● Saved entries

◆ ◆ ◆ ◆ ◆

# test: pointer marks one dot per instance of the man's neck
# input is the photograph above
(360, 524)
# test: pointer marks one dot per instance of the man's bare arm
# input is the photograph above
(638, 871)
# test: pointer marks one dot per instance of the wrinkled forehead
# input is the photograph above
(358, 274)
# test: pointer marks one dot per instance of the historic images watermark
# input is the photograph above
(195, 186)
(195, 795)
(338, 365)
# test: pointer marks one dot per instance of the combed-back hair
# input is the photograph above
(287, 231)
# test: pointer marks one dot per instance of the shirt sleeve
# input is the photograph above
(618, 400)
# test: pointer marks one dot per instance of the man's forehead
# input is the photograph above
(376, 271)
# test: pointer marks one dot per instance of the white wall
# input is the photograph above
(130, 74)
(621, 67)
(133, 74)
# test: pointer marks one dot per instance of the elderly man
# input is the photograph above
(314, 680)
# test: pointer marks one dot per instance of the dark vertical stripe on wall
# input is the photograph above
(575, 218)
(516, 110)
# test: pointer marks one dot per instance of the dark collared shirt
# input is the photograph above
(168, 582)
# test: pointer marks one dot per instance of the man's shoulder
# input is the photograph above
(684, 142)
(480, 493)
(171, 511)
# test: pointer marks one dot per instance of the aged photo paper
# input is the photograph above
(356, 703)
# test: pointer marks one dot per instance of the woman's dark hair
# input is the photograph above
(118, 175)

◆ ◆ ◆ ◆ ◆

● Action item
The entries above must be returned exactly.

● Output below
# test: pointer marks one dot per instance of the man's neck
# input is the photograph above
(360, 524)
# test: pointer marks one dot per instance of the man's bare arm
# input is the photograph above
(638, 871)
# test: pointer marks one dot per instance of the wrinkled forehead
# input is the photograph above
(358, 274)
# test: pointer marks one dot per instance of the historic images watermark
# input is the photograph above
(195, 186)
(195, 795)
(338, 365)
# test: pointer marks one dot per instance of the combed-back hair
# input is the photograph above
(287, 231)
# test: pointer marks one dot per instance of the shirt sleeve
# input is the photograph above
(618, 400)
# test: pointer marks one dot per instance of the man's forehead
# input is the photograph above
(376, 271)
# test: pointer marks one dot per instance of the white wall
# input is the photograph above
(130, 74)
(621, 67)
(133, 74)
# test: pointer marks one dot per instance of the elderly man
# input is the photograph above
(314, 680)
# test: pointer marks one dot per instance of the dark vertical stripe on wall
# input is the photograph above
(575, 218)
(516, 110)
# test: pointer marks one dot per instance of the dark collared shirt
# input is the photograph above
(168, 582)
# test: pointer marks one dot per instance of the man's shoulder
# input is the photograph above
(684, 142)
(480, 493)
(171, 511)
# test: pointer marks one dot per instance of the aged photo paper
# input is the photograph above
(356, 703)
# test: pointer marks one dot per instance of the woman's dark hair
# input is the photograph above
(118, 175)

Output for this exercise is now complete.